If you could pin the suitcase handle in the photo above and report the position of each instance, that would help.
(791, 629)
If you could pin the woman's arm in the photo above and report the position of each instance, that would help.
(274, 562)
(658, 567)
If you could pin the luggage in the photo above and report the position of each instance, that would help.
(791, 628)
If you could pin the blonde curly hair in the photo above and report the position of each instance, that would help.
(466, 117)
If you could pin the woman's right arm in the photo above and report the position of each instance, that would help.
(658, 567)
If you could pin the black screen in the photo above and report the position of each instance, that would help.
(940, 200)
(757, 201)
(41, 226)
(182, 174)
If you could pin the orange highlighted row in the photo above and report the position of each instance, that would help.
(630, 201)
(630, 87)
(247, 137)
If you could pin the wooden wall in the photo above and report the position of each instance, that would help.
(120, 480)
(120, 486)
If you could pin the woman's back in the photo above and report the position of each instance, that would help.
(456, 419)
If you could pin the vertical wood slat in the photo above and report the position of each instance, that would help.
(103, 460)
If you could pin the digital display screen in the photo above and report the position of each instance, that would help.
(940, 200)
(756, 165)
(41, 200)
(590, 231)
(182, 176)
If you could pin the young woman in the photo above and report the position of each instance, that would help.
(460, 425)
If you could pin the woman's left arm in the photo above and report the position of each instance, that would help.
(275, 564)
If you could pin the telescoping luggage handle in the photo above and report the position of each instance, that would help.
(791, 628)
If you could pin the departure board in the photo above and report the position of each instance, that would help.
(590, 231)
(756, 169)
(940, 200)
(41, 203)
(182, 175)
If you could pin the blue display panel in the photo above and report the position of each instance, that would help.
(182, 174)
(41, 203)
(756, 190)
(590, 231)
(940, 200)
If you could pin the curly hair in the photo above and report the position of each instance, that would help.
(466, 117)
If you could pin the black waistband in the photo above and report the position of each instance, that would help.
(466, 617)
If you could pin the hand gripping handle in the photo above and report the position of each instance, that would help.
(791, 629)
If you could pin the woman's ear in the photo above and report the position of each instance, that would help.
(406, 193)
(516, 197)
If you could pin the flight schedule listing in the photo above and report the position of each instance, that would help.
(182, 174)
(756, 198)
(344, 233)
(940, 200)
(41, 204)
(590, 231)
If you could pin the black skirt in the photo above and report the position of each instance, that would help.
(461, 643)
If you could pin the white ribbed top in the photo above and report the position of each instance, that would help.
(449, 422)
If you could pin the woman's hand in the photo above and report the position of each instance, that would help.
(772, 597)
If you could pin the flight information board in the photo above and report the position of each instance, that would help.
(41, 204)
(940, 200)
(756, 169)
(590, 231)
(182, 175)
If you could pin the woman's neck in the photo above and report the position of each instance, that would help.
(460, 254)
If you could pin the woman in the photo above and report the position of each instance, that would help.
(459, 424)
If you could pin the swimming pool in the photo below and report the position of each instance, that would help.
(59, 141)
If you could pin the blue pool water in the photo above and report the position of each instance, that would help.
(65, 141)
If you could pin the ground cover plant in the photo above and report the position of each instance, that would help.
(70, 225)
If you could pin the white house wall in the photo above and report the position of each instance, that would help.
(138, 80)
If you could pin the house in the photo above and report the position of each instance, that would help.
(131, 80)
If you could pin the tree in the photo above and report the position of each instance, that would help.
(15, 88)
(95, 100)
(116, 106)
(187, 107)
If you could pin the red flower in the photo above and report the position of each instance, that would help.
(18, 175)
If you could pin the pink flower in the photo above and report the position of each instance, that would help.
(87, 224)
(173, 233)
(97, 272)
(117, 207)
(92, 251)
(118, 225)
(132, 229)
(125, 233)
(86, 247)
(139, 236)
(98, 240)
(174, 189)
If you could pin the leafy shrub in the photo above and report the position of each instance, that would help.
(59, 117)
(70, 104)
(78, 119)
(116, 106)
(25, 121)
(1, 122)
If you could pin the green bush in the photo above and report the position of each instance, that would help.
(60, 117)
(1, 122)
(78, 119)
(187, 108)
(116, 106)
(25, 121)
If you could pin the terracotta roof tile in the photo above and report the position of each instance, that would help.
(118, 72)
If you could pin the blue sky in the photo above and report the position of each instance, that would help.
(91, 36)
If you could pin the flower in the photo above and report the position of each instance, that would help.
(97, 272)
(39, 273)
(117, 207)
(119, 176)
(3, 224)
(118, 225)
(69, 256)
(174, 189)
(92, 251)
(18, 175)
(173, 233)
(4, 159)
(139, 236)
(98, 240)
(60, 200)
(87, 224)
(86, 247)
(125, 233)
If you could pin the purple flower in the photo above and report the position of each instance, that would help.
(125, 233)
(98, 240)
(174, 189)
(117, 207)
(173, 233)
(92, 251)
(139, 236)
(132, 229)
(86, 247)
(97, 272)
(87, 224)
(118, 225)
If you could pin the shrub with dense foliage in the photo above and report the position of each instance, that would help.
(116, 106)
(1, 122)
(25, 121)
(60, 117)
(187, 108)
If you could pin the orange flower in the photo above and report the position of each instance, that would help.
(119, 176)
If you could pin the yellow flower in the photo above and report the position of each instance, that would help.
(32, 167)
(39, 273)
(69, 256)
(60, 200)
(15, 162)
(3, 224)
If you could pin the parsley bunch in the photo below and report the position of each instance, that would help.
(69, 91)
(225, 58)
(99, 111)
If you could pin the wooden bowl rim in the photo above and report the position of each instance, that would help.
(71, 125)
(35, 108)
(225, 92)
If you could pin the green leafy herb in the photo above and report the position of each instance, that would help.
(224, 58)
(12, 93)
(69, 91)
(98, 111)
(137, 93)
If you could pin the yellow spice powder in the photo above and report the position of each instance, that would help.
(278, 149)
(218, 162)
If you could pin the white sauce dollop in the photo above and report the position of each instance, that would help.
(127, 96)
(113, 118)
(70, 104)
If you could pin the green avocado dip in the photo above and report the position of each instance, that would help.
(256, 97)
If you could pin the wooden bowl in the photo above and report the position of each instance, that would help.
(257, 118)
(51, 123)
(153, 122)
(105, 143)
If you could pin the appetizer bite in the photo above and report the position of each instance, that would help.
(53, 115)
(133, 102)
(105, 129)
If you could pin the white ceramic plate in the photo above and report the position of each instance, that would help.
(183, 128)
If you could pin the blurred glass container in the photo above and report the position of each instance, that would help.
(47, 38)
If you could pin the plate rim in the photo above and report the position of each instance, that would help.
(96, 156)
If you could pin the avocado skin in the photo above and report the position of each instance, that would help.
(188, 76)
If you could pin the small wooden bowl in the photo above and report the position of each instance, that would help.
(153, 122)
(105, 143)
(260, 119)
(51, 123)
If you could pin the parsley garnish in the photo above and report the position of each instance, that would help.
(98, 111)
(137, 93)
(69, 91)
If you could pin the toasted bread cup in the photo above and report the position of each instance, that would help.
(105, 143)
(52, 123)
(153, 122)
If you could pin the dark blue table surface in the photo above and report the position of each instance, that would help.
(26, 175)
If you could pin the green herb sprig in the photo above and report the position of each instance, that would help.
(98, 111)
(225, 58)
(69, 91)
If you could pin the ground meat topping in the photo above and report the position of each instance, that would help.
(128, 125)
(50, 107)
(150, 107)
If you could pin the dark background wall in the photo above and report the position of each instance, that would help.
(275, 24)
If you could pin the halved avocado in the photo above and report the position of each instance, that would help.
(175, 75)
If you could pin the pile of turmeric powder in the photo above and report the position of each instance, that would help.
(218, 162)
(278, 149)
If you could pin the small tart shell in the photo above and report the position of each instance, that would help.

------------------------------------------------------------

### Exercise task
Reproduce the complete data exactly as presented above.

### Answer to this task
If you could pin the suitcase handle in the photo above and report the position of each instance, that would help.
(791, 629)
If you could pin the woman's arm in the photo above and report the position of each instance, that would help.
(274, 562)
(658, 567)
If you could pin the luggage in the photo above and report the position of each instance, that would help.
(791, 628)
If you could pin the blonde curly hair in the photo above and report the position of each instance, that would help.
(466, 117)
If you could pin the woman's right arm in the photo above and report the position of each instance, that would help.
(658, 567)
If you could pin the black screen in the photo above and report the position of each instance, that would help.
(940, 200)
(757, 201)
(41, 226)
(182, 174)
If you could pin the orange highlighted row in the photo above and report the position of each instance, that would help.
(630, 201)
(630, 87)
(247, 137)
If you could pin the wooden wall in the photo above and report the position of each instance, that would help.
(120, 480)
(120, 486)
If you could pin the woman's back in the photo above and report the position of each instance, that would help.
(456, 419)
If you could pin the vertical wood slat in the photo above and report the position of each instance, that would help.
(103, 460)
If you could pin the digital display screen in the photo above and report the position of each instance, that would help.
(940, 200)
(756, 165)
(41, 200)
(590, 231)
(182, 176)
If you could pin the young woman in the photo above and report the position of each instance, that would help.
(460, 425)
If you could pin the woman's left arm in the photo above and report the position of each instance, that would help.
(275, 564)
If you could pin the telescoping luggage handle in the photo above and report the position of each instance, that would help.
(791, 628)
If you could pin the departure board in the photo above and report the position of each instance, that would help.
(590, 231)
(756, 169)
(940, 200)
(41, 203)
(182, 175)
If you could pin the blue display panel in the photo above and report the position of each instance, that would help.
(182, 174)
(41, 203)
(756, 190)
(590, 231)
(940, 200)
If you could pin the curly hair in the photo above and report the position of each instance, that would help.
(466, 117)
If you could pin the black waistband in the photo above and report the position of each instance, that would help.
(466, 617)
If you could pin the hand gripping handle in the photo above and report the position of each instance, that would help.
(791, 629)
If you could pin the woman's ear in the photo above and report the position of each instance, that would help.
(406, 193)
(516, 197)
If you could pin the flight schedule listing in the photo above and report the position of each instance, that would help.
(182, 174)
(756, 198)
(344, 233)
(940, 200)
(41, 204)
(590, 231)
If you could pin the black skirt in the photo above and report the position of each instance, that would help.
(461, 643)
If you could pin the white ribbed top in the photo above and report the position of each instance, that would help.
(449, 422)
If you could pin the woman's hand in the photo above and report the position of each instance, that would help.
(772, 597)
If you could pin the flight information board in the photo above and report the position of each instance, that would help.
(41, 204)
(940, 200)
(756, 169)
(590, 231)
(182, 175)
If you could pin the woman's neck in the photo above and report the position of each instance, that would help.
(460, 254)
If you could pin the woman in the photo above and report the position of each instance, that would help.
(459, 424)
If you could pin the swimming pool in the photo below and report the position of each instance, that would help.
(59, 141)
If you could pin the blue pool water in the photo above and report the position of each instance, that would help.
(65, 141)
If you could pin the ground cover plant in the photo above and report the position of each instance, that would help.
(70, 225)
If you could pin the white house wall in the photo above and report the position of each instance, that would help.
(138, 80)
If you could pin the house in the photo above and report the position of each instance, that would help.
(131, 80)
If you could pin the tree in the photo above and report the position of each instance, that would help.
(15, 88)
(95, 100)
(116, 106)
(187, 107)
If you could pin the red flower in the photo above and report the position of each instance, that would help.
(18, 175)
If you could pin the pink flower in the photo above and report the position of each instance, that would help.
(87, 224)
(173, 233)
(97, 272)
(117, 207)
(92, 251)
(118, 225)
(132, 229)
(125, 233)
(86, 247)
(139, 236)
(98, 240)
(174, 189)
If you could pin the leafy shrub in the photo above and report the position of each instance, that would help.
(59, 117)
(70, 104)
(78, 119)
(116, 106)
(25, 121)
(1, 122)
If you could pin the green bush in the photo above and report the position of each instance, that would help.
(60, 117)
(1, 122)
(78, 119)
(187, 108)
(116, 106)
(25, 121)
If you could pin the terracotta roof tile in the photo above and report the position of each instance, that would help.
(118, 72)
If you could pin the blue sky in the photo above and report the position of each instance, that would help.
(91, 36)
If you could pin the flower in the photo above and report the position of each instance, that would help.
(97, 272)
(39, 273)
(117, 207)
(119, 176)
(3, 224)
(118, 225)
(69, 256)
(174, 189)
(92, 251)
(18, 175)
(173, 233)
(4, 159)
(139, 236)
(98, 240)
(60, 200)
(87, 224)
(86, 247)
(125, 233)
If you could pin the purple flower in the photo above and report the position of each instance, that would help.
(125, 233)
(98, 240)
(174, 189)
(117, 207)
(173, 233)
(92, 251)
(139, 236)
(132, 229)
(86, 247)
(97, 272)
(87, 224)
(118, 225)
If you could pin the shrub with dense foliage in the photo above and report the position of each instance, that would help.
(116, 106)
(1, 122)
(25, 121)
(60, 117)
(187, 108)
If you could pin the orange flower in the photo above and report the position of each instance, that would help.
(119, 176)
If you could pin the yellow flower in the photo above and report the position of each instance, that would help.
(32, 167)
(39, 273)
(69, 256)
(60, 200)
(15, 162)
(3, 224)
If you could pin the parsley bunch in the photo below and report the position of each instance, that would help.
(69, 91)
(225, 58)
(99, 111)
If you could pin the wooden bowl rim in the photo above and report the position of each instance, that would help.
(71, 125)
(35, 108)
(225, 92)
If you could pin the green leafy herb in the photo above and report the position of each instance, that would help.
(224, 58)
(12, 93)
(69, 91)
(98, 111)
(137, 93)
If you could pin the yellow spice powder in the photo above and report the position of each instance, that would help.
(278, 149)
(218, 162)
If you could pin the white sauce dollop in the photo above and report the position of each instance, that would help.
(127, 96)
(113, 118)
(70, 104)
If you could pin the green avocado dip in the photo above and report the position of each instance, that would help.
(256, 97)
If you could pin the wooden bowl in the photo above and report the position of each instance, that would help.
(257, 118)
(51, 123)
(153, 122)
(105, 143)
If you could pin the appetizer bite in the photo above and report the position of each instance, that would help.
(53, 115)
(133, 102)
(105, 129)
If you could pin the white ceramic plate in the photo above and report the position of each instance, that would help.
(183, 128)
If you could pin the blurred glass container in the photo above and report the position of each instance, that would help.
(47, 38)
If you could pin the plate rim in the photo above and report the position of each instance, that would help.
(96, 156)
If you could pin the avocado skin in the photo above and report the position of each instance, that would help.
(188, 76)
If you could pin the small wooden bowl in the photo above and report the position of each instance, that would help.
(153, 122)
(105, 143)
(260, 119)
(51, 123)
If you could pin the parsley garnish in the photo above and report the position of each instance, that would help.
(98, 111)
(137, 93)
(69, 91)
If you could pin the toasted bread cup in the photo above and report the position of each instance, that would help.
(105, 143)
(52, 123)
(153, 122)
If you could pin the dark blue table surface in the photo above and report the position of each instance, that would help.
(26, 175)
If you could pin the green herb sprig in the photo above and report the position of each instance, that would help.
(98, 111)
(225, 58)
(69, 91)
If you could pin the ground meat topping in the photo above and report the position of each instance, that would help.
(128, 125)
(50, 107)
(150, 107)
If you could pin the dark background wall in the photo above and report the position of each instance, that would help.
(275, 24)
If you could pin the halved avocado in the photo above and report the position of each instance, that would help.
(175, 75)
If you could pin the pile of turmeric powder in the photo above and report the position of each instance, that would help.
(218, 162)
(278, 149)
If you could pin the small tart shell in the photo above and report the position of each instance, that would help.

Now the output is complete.